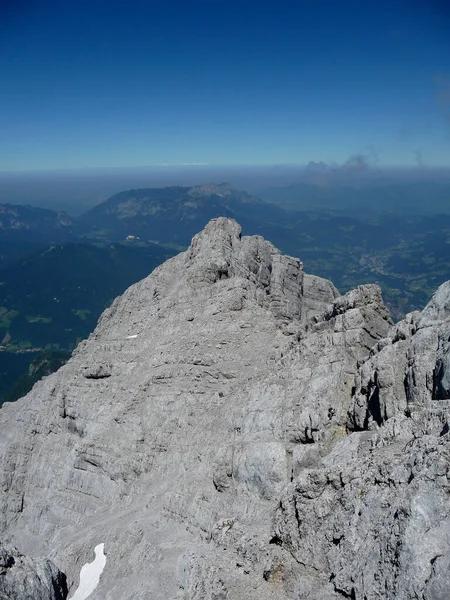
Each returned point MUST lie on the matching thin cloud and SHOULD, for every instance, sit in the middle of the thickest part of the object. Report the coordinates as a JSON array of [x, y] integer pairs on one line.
[[443, 94], [418, 158]]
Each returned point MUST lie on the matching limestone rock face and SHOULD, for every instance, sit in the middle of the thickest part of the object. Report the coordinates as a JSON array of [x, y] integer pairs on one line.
[[24, 579], [235, 429]]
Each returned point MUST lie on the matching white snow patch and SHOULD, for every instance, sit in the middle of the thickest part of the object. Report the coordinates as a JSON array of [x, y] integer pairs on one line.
[[90, 574]]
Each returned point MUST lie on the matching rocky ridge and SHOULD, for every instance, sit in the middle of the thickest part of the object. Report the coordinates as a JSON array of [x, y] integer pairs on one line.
[[235, 429]]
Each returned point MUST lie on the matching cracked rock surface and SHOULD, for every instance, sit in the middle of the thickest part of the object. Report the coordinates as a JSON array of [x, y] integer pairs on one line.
[[234, 429], [22, 578]]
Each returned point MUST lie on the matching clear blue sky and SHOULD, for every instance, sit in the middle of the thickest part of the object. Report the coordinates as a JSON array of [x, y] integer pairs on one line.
[[89, 83]]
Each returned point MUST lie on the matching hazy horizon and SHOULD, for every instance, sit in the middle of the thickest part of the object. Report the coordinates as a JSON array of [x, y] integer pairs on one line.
[[94, 83]]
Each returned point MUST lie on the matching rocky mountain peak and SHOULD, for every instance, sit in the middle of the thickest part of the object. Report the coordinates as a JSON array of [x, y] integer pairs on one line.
[[235, 428]]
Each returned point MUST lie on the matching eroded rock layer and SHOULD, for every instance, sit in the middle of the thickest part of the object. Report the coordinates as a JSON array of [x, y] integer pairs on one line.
[[235, 429]]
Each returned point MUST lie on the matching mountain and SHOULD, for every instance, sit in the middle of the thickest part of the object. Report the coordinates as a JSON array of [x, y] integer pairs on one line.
[[173, 214], [53, 298], [364, 200], [23, 229], [235, 428]]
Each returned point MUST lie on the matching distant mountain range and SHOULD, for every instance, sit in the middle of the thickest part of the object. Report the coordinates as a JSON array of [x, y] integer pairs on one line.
[[58, 273], [174, 214]]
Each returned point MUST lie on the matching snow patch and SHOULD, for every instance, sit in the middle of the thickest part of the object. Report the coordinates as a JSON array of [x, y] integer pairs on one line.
[[90, 574]]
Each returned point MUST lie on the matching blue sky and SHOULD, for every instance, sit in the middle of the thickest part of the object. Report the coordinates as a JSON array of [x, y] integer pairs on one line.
[[115, 83]]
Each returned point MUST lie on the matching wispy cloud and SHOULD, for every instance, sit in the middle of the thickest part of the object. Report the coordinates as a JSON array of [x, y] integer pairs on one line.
[[418, 158], [443, 94]]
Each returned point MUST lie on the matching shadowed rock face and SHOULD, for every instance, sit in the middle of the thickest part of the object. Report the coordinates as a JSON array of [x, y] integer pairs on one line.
[[235, 429], [22, 578]]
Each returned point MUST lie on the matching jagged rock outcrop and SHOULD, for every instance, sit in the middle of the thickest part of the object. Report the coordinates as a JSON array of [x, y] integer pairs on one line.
[[22, 578], [235, 429]]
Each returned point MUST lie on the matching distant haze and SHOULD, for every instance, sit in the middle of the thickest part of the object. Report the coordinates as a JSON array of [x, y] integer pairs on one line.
[[77, 190]]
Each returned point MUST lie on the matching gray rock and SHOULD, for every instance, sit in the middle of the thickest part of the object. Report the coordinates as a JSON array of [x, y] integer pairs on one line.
[[235, 429], [22, 578]]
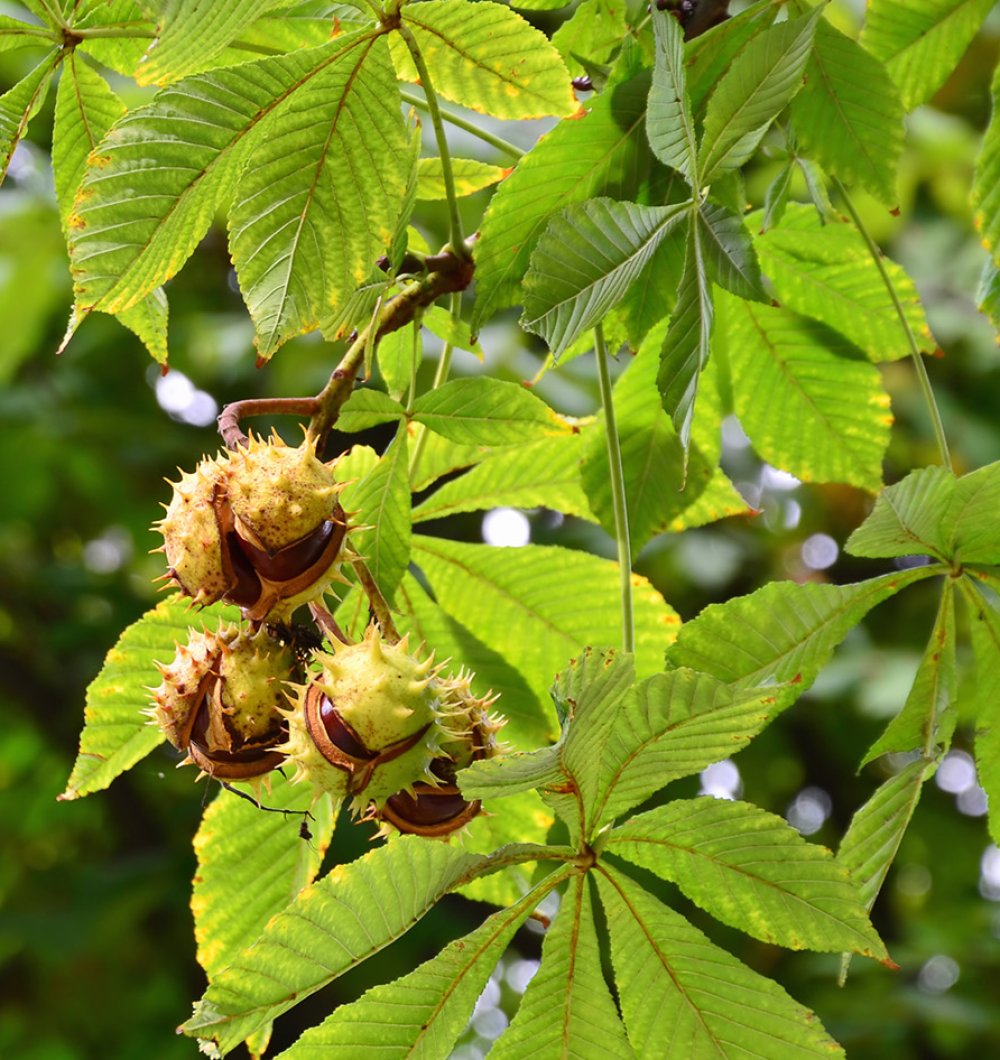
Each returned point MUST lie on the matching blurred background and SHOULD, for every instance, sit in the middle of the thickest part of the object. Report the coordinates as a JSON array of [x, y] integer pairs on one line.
[[97, 954]]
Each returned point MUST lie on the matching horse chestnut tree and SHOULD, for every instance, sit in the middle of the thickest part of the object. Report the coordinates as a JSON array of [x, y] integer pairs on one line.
[[699, 208]]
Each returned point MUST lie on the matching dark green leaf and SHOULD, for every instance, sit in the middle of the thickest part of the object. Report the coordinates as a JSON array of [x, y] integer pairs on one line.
[[486, 411], [848, 116], [566, 1009], [674, 986], [668, 122], [753, 871], [585, 261], [927, 718], [753, 92]]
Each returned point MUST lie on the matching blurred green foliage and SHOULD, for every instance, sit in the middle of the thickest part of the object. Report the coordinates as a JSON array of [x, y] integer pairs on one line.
[[97, 957]]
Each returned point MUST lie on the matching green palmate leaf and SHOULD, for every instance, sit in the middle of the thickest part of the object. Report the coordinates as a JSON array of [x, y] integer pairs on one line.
[[521, 818], [707, 55], [686, 345], [809, 404], [585, 261], [876, 830], [660, 497], [848, 116], [783, 632], [122, 30], [825, 271], [920, 41], [984, 626], [669, 124], [340, 154], [487, 411], [907, 517], [192, 33], [331, 926], [592, 34], [441, 457], [366, 408], [970, 526], [730, 254], [512, 774], [669, 726], [986, 187], [539, 605], [751, 870], [175, 161], [381, 504], [567, 1010], [468, 174], [928, 716], [603, 153], [422, 1013], [543, 474], [753, 92], [528, 722], [251, 864], [486, 57], [20, 104], [85, 109], [676, 987], [116, 732]]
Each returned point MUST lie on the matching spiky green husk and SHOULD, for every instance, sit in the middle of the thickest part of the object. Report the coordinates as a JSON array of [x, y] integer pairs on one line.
[[224, 692], [279, 493]]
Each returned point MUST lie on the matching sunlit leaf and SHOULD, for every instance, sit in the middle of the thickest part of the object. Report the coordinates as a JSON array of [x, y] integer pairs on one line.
[[539, 605], [668, 122], [809, 403], [252, 863], [848, 116], [586, 259], [907, 517], [920, 41], [20, 104], [752, 870], [468, 174], [660, 495], [753, 92], [381, 504], [826, 271], [480, 410], [191, 33], [422, 1013], [327, 931], [601, 153], [486, 57], [674, 986], [927, 717], [567, 1009], [116, 732], [545, 473]]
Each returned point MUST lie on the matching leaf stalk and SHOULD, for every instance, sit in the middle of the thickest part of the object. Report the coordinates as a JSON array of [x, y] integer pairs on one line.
[[619, 504]]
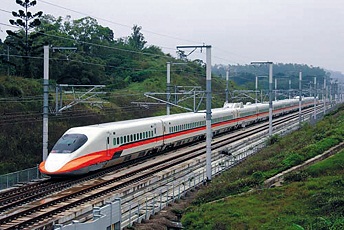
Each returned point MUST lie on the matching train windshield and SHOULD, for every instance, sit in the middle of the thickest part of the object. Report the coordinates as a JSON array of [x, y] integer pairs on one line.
[[69, 143]]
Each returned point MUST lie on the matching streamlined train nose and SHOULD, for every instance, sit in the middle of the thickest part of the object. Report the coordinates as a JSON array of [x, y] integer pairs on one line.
[[55, 161]]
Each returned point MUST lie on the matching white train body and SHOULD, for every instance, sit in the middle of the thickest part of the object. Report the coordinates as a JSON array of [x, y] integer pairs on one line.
[[89, 148]]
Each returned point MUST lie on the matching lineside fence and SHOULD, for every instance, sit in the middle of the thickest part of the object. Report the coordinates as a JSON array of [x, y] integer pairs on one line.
[[24, 176], [20, 177]]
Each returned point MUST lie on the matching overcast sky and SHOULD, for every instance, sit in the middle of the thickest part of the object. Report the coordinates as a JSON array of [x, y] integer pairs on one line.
[[240, 31]]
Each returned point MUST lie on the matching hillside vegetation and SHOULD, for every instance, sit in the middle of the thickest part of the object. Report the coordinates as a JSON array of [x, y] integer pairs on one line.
[[310, 199], [128, 66]]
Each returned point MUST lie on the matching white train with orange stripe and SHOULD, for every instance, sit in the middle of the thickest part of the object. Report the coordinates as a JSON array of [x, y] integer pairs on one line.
[[89, 148]]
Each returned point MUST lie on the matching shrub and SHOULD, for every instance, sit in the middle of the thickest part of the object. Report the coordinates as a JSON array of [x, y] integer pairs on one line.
[[292, 160], [296, 176], [273, 139]]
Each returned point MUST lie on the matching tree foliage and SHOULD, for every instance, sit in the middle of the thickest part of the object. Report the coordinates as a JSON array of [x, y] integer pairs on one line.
[[23, 40]]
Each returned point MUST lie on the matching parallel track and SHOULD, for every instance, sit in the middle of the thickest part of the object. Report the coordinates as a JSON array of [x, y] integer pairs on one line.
[[35, 212]]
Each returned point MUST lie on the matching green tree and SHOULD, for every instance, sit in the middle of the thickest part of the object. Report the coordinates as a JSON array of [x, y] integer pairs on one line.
[[23, 41]]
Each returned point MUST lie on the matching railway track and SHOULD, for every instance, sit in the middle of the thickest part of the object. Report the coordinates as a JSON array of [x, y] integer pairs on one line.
[[44, 210]]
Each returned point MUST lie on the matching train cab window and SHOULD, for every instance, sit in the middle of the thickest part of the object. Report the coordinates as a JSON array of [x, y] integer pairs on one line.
[[69, 143]]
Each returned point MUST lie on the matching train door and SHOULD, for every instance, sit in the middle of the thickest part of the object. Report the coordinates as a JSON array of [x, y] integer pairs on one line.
[[108, 144]]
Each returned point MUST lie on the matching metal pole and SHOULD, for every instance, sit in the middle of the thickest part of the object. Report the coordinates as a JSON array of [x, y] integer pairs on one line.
[[315, 98], [300, 97], [275, 89], [270, 99], [56, 99], [8, 59], [168, 82], [257, 89], [227, 79], [208, 112], [324, 95], [45, 103], [289, 88]]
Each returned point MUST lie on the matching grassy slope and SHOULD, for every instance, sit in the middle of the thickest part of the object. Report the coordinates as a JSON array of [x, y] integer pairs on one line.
[[21, 103], [313, 199]]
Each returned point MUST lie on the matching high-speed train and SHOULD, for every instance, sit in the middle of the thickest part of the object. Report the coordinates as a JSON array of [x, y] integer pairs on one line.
[[89, 148]]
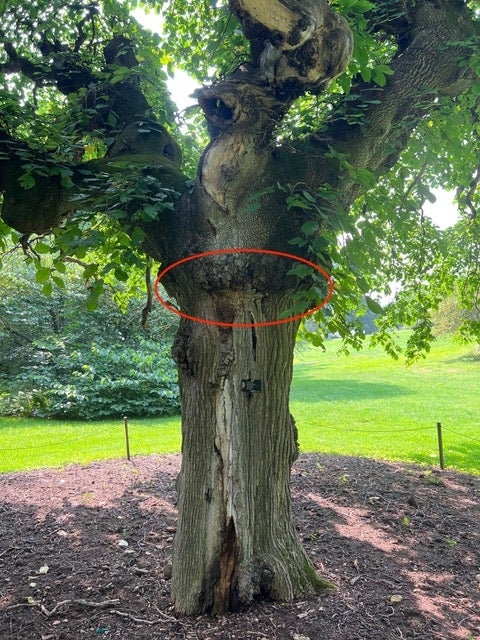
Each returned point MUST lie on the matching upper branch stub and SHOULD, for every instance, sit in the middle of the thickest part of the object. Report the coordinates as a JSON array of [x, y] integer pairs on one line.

○ ○ ○ ○

Rewrite the records between the lines holding "Each returned point MUST lie on the matching leaf" and "[[55, 161]]", inclusive, putting "pointed" in place of "streamlined" and changing nothing else. Return only those lines, with the pictures left out.

### Result of the task
Each returned point MUST lie on the matching leaf stalk and SHOULD, for every instance, sit in the middle of the thickest part of the object. Report the coordinates as a JSON array of [x, y] integer pairs on one line.
[[619, 504]]
Each returned point MUST lie on the matching train windshield and SHOULD, for every instance, sit in the middle of the thickest part of the object. Report the coordinates as a JSON array of [x, y] integer pairs on one line.
[[69, 143]]
Each returned point MUST lie on the matching pointed train nose and SHOULD, for every instance, sit in the middle of the thickest part of the object. Report the coordinates as a JSON array of [x, y] integer pairs on one line.
[[55, 161]]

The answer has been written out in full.